# What to produce
Quote precisely the final stretch of the listing: start at the line containing "For every instance of the front door" and stop after the last line.
--- Data rows ---
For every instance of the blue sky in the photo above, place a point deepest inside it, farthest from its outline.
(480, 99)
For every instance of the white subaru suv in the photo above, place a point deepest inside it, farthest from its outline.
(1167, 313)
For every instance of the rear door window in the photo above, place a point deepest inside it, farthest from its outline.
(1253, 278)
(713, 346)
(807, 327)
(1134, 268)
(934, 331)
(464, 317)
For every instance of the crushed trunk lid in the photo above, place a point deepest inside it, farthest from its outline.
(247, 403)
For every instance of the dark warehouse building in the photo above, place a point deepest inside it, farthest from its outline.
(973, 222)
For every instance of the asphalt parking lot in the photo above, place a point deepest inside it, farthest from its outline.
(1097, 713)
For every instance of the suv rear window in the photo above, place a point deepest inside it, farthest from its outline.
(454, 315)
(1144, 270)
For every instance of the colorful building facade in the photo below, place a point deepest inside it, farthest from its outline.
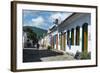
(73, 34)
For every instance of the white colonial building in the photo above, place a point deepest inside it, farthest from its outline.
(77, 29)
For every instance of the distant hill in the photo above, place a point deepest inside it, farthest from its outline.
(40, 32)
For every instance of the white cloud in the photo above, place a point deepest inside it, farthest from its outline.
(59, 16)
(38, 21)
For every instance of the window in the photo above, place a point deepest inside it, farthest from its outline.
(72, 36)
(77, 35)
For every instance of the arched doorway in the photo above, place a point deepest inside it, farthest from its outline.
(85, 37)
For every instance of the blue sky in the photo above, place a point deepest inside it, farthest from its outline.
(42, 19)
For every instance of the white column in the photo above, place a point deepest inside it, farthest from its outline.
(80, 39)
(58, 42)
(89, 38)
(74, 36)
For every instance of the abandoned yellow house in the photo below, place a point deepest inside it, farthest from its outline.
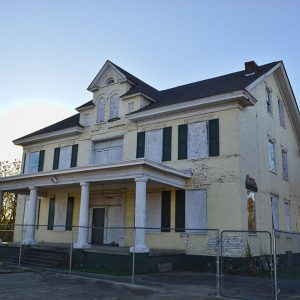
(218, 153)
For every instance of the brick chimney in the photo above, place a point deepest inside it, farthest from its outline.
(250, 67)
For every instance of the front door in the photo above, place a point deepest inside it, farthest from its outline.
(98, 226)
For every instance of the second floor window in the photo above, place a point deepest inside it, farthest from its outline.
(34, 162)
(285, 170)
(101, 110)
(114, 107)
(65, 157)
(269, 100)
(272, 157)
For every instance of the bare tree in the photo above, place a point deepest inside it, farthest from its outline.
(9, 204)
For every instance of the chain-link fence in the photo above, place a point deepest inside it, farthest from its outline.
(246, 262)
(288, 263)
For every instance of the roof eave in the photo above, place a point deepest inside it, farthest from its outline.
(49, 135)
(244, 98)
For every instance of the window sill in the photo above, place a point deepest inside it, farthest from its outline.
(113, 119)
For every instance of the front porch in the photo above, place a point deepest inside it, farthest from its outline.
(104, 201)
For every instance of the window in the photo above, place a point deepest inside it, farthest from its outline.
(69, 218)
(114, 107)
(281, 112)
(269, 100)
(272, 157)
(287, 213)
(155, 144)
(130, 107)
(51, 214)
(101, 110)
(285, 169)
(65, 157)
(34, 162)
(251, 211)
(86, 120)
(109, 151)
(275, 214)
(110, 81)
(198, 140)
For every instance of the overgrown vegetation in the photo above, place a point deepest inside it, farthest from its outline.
---
# Full answer
For every instance of the front door in the photo above, place a point deepest inside it, farthest from its outline.
(98, 226)
For every instance of the second floor window in the photo above, place a point deepest inside it, farthest from its outline.
(34, 162)
(285, 170)
(101, 110)
(114, 107)
(65, 157)
(269, 100)
(272, 157)
For every instance of the bare tree in the photo above, place a point deepest inside it, farthest from its outline.
(9, 204)
For every instance of the chain-link fence in the photo above, place a point deepest inside it, farthest from its outline.
(246, 262)
(288, 263)
For every instance of the roof eave in the photo above, place a point deepest inside it, farthest from its outline.
(49, 135)
(244, 98)
For every instance of the window sill in the photo above, place a point deepest inside it, farthest from its outline.
(113, 119)
For every instance of the front porch in the photo above, place a point deepest inside it, farthest from its outline.
(104, 201)
For every instance of the window in the photo above, place a point deepest inside it, farthest from its outline.
(69, 218)
(114, 107)
(281, 112)
(269, 100)
(272, 157)
(287, 213)
(155, 144)
(130, 107)
(51, 214)
(101, 110)
(285, 169)
(65, 157)
(34, 162)
(251, 211)
(86, 120)
(109, 151)
(275, 214)
(110, 81)
(198, 140)
For every instance of the overgrown vegetation in the photo above, place a point deepest inside it, farthest from its outline.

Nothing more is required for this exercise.